== Exercice écrit 1 ==
Réécrivez le texte sur Mayotte de « Deux mois après » à « 5 mai 2023. », en remplaçant « bidonvilles » par « quartiers précaires ».
== Exercice écrit 2 ==
Recopiez mot pour mot les entrées, depuis leur début jusqu'à la ligne contenant « [319,292,339,305] », celle-ci comprise.

== Texte proposé ==
---*---
Averroes (Abu al-Walīd Muḥammad ibn Aḥmad Muḥammad ibn Rushd), Cordoue, 1126 – Marrakech, 1198

 

Le cyclone qui s’est abattu sur Mayotte à la mi-décembre 2024, avant de poursuivre sa course vers le Mozambique où il a aussi fait de nombreuses victimes (120 morts) et d'importantes destructions, a tristement permis d’attirer l’attention des Français de la métropole sur cette île de l’Océan Indien moins connue que la Réunion. Alors que l'actuel discours gouvernemental (et d'une bonne partie de la classe politique) associe les problèmes que rencontre Mayotte à des tensions migratoires (cf Le Monde du 24 avril 2023), auxquelles la suppression du droit du sol serait censée remédier, Les humanités avait déjà évoqué en mai 2023 ("De transhumance en migrations", lire ICI) le statut contesté par le droit international de cette île devenue département français.


Deux mois après le cyclone Chido, nous faisons retour à Mayotte pour tenter de comprendre (à l'écart des "informations" rabâchées à satiété, mais qui préparent l'opinion à exclure ce « département pauvre et isolé » (Les Échos, 13/02/2025) de certains principes fondateurs de la République) ce qui fait la vie à Mayotte. En premier lieu : les difficultés d'accès à l'eau potable.


Dans les bidonvilles de Mayotte, une vie sans eau courante. Photo Morgane Fache pour "Le Monde "du 5 mai 2023.


Une île et si peu d’eau


L’eau, indispensable à la vie, reste en effet la question la plus cruciale sur l’île de Mayotte : l’eau potable. Dans ce "101ème département français", ce minimum vital n’est pas garanti. Un ministre de passage a même déclaré à des élus locaux (1) que l’accès à l’eau de nos concitoyens mahorais, c’était leur affaire. Selon le code des collectivités territoriales, certes. Mais la sécheresse et la configuration de l’île (des îles plus exactement) posent des questions qui ne sont pas à leur échelle. D’ailleurs vient d’arriver sur l’île « un expert de haut niveau, chargé de l'animation locale du plan eau Mayotte 2024-2027 auprès du préfet de Mayotte [qui] a pris ses fonctions le 14 janvier 2025 et s'est entretenu avec François-Xavier Bieuville, préfet de Mayotte, afin d'échanger sur ses missions et les enjeux du territoire. » (2)
---*---
Entrées sur la localisation d'objets nommés:

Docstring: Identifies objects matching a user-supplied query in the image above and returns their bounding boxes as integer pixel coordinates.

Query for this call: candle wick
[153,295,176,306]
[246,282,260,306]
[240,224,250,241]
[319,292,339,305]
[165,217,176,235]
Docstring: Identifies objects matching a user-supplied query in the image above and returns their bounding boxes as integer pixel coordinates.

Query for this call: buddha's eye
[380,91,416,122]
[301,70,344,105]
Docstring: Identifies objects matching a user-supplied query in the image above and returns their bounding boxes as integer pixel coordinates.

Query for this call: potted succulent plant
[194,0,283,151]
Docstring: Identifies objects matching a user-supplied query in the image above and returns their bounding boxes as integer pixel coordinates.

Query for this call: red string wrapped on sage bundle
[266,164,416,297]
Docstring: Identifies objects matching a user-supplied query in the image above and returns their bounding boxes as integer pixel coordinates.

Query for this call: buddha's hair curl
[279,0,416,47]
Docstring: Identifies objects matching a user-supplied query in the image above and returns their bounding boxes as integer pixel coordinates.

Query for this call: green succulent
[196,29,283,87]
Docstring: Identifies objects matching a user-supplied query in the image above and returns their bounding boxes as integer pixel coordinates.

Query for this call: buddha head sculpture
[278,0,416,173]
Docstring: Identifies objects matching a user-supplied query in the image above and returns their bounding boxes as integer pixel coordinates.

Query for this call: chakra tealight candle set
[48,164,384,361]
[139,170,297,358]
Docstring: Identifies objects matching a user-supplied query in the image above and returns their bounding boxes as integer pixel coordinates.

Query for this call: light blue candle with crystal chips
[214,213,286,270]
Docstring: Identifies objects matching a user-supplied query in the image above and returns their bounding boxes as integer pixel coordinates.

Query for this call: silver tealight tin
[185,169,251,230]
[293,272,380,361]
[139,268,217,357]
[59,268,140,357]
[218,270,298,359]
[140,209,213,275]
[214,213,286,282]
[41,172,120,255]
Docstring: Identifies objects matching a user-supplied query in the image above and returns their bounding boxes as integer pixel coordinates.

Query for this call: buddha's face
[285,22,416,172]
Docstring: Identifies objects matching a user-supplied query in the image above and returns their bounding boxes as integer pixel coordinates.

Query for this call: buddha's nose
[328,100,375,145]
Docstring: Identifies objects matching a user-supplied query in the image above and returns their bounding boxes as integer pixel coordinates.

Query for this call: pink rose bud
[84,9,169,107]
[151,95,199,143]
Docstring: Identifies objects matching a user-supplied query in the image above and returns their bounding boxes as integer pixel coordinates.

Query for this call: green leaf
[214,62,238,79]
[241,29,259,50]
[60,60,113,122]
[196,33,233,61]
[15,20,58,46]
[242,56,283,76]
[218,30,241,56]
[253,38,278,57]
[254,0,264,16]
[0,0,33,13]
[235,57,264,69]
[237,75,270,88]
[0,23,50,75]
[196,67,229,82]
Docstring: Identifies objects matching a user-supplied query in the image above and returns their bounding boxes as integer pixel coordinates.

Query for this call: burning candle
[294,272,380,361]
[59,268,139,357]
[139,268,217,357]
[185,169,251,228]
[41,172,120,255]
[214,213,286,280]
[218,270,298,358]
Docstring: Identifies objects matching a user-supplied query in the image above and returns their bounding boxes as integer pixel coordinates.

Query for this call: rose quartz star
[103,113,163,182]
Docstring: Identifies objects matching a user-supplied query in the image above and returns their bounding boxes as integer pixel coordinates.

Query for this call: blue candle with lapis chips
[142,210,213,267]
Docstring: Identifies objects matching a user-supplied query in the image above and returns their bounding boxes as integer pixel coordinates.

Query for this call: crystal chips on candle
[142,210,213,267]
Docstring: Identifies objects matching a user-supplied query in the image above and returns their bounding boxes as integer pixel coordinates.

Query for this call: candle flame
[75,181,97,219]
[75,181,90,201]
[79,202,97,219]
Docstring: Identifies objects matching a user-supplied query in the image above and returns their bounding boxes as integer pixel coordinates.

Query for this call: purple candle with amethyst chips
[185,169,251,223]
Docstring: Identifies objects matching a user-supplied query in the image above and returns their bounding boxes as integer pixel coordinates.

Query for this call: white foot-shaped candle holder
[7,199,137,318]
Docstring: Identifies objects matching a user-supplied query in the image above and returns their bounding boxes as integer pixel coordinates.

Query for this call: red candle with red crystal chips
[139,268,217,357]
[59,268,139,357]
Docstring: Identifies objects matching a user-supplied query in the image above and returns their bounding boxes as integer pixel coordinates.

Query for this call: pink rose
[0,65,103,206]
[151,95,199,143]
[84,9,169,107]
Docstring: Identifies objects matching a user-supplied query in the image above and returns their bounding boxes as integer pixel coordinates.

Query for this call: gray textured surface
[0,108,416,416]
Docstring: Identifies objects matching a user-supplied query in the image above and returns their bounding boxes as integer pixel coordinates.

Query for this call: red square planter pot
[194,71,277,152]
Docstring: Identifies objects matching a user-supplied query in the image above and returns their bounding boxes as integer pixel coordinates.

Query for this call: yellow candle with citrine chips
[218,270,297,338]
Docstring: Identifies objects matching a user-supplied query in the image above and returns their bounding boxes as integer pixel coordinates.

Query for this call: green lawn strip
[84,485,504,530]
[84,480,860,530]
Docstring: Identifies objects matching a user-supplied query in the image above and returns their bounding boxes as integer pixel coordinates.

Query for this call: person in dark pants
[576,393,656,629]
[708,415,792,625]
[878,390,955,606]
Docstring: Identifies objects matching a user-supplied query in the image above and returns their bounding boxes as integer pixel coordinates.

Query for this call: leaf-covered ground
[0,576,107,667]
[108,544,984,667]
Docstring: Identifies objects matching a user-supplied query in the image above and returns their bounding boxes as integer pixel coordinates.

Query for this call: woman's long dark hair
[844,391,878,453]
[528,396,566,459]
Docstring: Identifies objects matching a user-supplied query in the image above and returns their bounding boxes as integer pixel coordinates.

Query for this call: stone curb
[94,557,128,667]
---*---
== Corrigé 1 ==
Deux mois après le cyclone Chido, nous faisons retour à Mayotte pour tenter de comprendre (à l'écart des "informations" rabâchées à satiété, mais qui préparent l'opinion à exclure ce « département pauvre et isolé » (Les Échos, 13/02/2025) de certains principes fondateurs de la République) ce qui fait la vie à Mayotte. En premier lieu : les difficultés d'accès à l'eau potable.


Dans les quartiers précaires de Mayotte, une vie sans eau courante. Photo Morgane Fache pour "Le Monde "du 5 mai 2023.

== Corrigé 2 ==
Docstring: Identifies objects matching a user-supplied query in the image above and returns their bounding boxes as integer pixel coordinates.

Query for this call: candle wick
[153,295,176,306]
[246,282,260,306]
[240,224,250,241]
[319,292,339,305]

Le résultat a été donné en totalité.